▶ THE PROBLEM:
Can you copy out every one of the lines below word for word, with nothing changed, added, or left out?

▶ EXTRACTED MATERIAL:

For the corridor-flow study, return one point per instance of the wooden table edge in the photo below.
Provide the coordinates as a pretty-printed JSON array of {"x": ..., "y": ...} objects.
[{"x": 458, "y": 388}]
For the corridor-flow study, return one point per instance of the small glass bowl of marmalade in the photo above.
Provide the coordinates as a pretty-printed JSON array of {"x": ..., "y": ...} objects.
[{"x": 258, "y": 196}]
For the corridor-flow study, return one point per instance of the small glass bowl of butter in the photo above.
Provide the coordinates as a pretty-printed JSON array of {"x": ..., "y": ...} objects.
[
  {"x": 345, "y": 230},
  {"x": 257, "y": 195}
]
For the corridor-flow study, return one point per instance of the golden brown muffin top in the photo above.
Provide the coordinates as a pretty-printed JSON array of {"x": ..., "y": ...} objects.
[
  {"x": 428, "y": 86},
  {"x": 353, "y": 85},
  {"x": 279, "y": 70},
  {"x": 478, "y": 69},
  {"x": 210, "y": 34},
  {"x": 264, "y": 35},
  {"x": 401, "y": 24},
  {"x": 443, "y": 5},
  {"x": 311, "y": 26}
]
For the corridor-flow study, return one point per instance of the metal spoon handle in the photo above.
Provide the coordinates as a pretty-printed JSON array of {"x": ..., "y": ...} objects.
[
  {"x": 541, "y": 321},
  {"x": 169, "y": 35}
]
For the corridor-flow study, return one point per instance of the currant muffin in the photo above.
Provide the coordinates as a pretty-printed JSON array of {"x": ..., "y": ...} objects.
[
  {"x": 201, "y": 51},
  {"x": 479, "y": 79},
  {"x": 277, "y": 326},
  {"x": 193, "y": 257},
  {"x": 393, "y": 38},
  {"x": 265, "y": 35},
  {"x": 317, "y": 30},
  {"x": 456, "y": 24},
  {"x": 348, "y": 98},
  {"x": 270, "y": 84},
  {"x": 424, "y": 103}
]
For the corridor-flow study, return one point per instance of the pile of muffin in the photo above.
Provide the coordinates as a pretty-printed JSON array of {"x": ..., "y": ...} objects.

▶ WORKED SOLUTION:
For the corridor-flow study, return one point per instance of the wooden table edge in the photo below.
Provide the coordinates as a pretty-printed JSON array of {"x": ..., "y": ...} objects.
[{"x": 458, "y": 388}]
For the corridor-flow study, return one point per instance of the small glass bowl of marmalade in the photo above.
Provide the coordinates as a pretty-printed JSON array of {"x": ..., "y": ...} objects.
[{"x": 258, "y": 196}]
For the corridor-flow study, return one point per instance of the small glass bowl of butter in the photo above.
Provide the coordinates as a pretty-printed JSON array of {"x": ..., "y": ...} objects.
[
  {"x": 345, "y": 230},
  {"x": 257, "y": 195}
]
For the corridor-flow study, return one point per instance of the golden brown muffin top in the photo above.
Provide the coordinates as a pretty-printed JSON array of {"x": ..., "y": ...} objects.
[
  {"x": 428, "y": 86},
  {"x": 353, "y": 85},
  {"x": 279, "y": 70},
  {"x": 478, "y": 69},
  {"x": 210, "y": 34},
  {"x": 264, "y": 35},
  {"x": 401, "y": 24},
  {"x": 443, "y": 5},
  {"x": 311, "y": 26}
]
For the corridor-flow study, return one point per instance of the metal spoon handle in the photo above.
Provide the coordinates as a pretty-printed JSON array of {"x": ..., "y": ...} objects.
[
  {"x": 541, "y": 321},
  {"x": 169, "y": 35}
]
For the corridor-flow study, return one point per instance of the currant muffin in the photo above.
Provide the coordinates as a pretty-printed JSON array of {"x": ..., "y": ...} objects.
[
  {"x": 201, "y": 51},
  {"x": 479, "y": 79},
  {"x": 277, "y": 326},
  {"x": 193, "y": 257},
  {"x": 393, "y": 38},
  {"x": 265, "y": 35},
  {"x": 317, "y": 30},
  {"x": 456, "y": 24},
  {"x": 348, "y": 98},
  {"x": 270, "y": 84},
  {"x": 424, "y": 103}
]
For the corridor-flow study, return one point per instance of the pile of muffin in the photo above.
Provide the coordinates as a pretty-printed JSON array of {"x": ..., "y": ...} objects.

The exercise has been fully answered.